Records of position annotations
::::::::
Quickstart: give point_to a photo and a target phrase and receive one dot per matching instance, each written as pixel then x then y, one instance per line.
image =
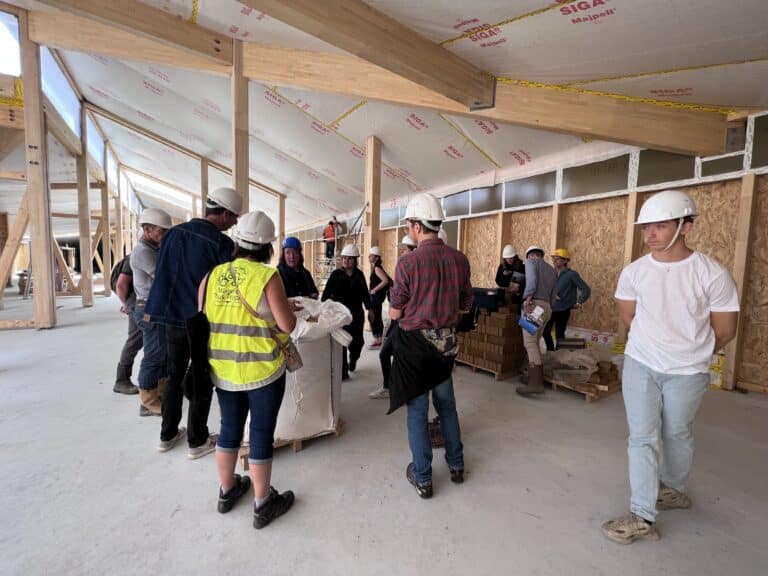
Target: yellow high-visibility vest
pixel 241 350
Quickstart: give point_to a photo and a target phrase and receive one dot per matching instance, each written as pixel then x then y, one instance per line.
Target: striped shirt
pixel 432 287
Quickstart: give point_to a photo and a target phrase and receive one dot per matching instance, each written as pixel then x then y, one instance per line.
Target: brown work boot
pixel 150 402
pixel 535 383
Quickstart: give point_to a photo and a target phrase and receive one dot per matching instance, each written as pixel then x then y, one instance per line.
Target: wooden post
pixel 37 179
pixel 119 240
pixel 558 226
pixel 106 240
pixel 84 215
pixel 631 248
pixel 240 142
pixel 741 262
pixel 372 196
pixel 203 182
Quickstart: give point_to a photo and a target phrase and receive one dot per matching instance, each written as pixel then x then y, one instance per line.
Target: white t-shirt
pixel 671 331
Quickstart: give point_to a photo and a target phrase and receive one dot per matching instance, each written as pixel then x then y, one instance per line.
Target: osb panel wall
pixel 388 240
pixel 478 238
pixel 524 228
pixel 714 232
pixel 754 364
pixel 594 234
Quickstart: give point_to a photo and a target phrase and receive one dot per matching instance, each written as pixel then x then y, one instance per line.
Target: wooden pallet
::::::::
◆ PROMPT ◆
Return the stretch of the material from its first line through the line that contains "pixel 241 350", unchanged and with both ends included. Omit the pictures from your answer.

◆ EXERCISE RESULT ◆
Quickstart: give point_to a photo and a target phrase and receive one dot per matching instance, each written as pixel then x then y, one instance per line.
image =
Target: yellow high-visibility vest
pixel 241 350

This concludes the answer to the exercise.